§ **TASKS FOR THIS EXERCISE**:
**1)** Answer these questions from the child care passage.
(a) Which two countries does it name as subsidizing day care?
(b) What is the most that families would pay for child care, as a share of their income?
(c) What is the largest cost for child care centers?
**2)** Reproduce the child care passage from "Their largest cost" down to "spending on supplies.".

§ **EXTRACT TO READ**:
|---|

In order to have a functioning economy, a country needs workers. And workers who have young kids need their children to have supervision while they are at work. Most other developed countries, such as France and Denmark, have solved the problem by subsidizing the hell out of day care so workers can afford it. But the United States has not—at least, not yet.

On Thursday, Sen. Elizabeth Warren (D-Mass.) and Rep. Mikie Sherrill (D-NJ) plan to introduce a bill that would create a mandatory federal investment to create a network of locally-run child care centers that ensure families pay no more than 7 percent of their income on childcare and that lower-income families making less than 75 percent of their state median income pay nothing. 

Half of US families nationwide would pay no more than $10 a day for child care, according to a fact-sheet about the bill exclusively obtained by Mother Jones ahead of its release. The exact cost of the proposed program was not immediately clear.

“It is time for this country to make the same kind of investment in child care that it makes in other infrastructure like roads and bridges and power, things that help people get to work and to keep this country running,” Warren says in an interview.

The funding would help day care centers, too. Despite the enormous price tag of day care, most centers are barely getting by. Their average profit margin is abysmal—less than 1 to 5 percent, according to some tallies. 

Their largest cost is payroll: Strict state and national guidelines require child care centers to keep low child-to-adult ratios per room. This keeps kids safe, but it also drives up how much day care centers have to spend on staffing. Then they have to keep the kids occupied with books and toys, often feed them, and of course clean up after them—all things that require spending on supplies.

|---|

§ **DATA EXCERPT**:
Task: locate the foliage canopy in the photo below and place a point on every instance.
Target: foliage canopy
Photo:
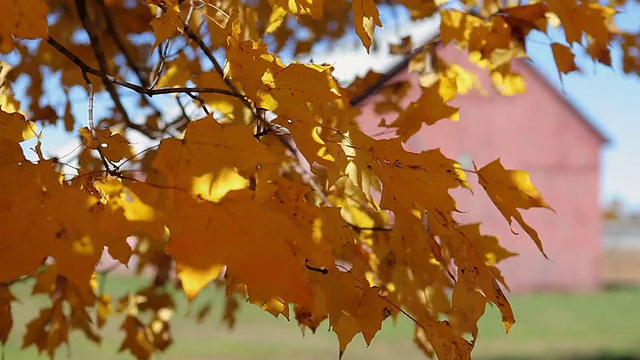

|---|

§ **RESPONSES**:
**1)**
(a) France and Denmark.
(b) 7 percent of their income.
(c) Payroll.

**2)**
Their largest cost is payroll: Strict state and national guidelines require child care centers to keep low child-to-adult ratios per room. This keeps kids safe, but it also drives up how much day care centers have to spend on staffing. Then they have to keep the kids occupied with books and toys, often feed them, and of course clean up after them—all things that require spending on supplies.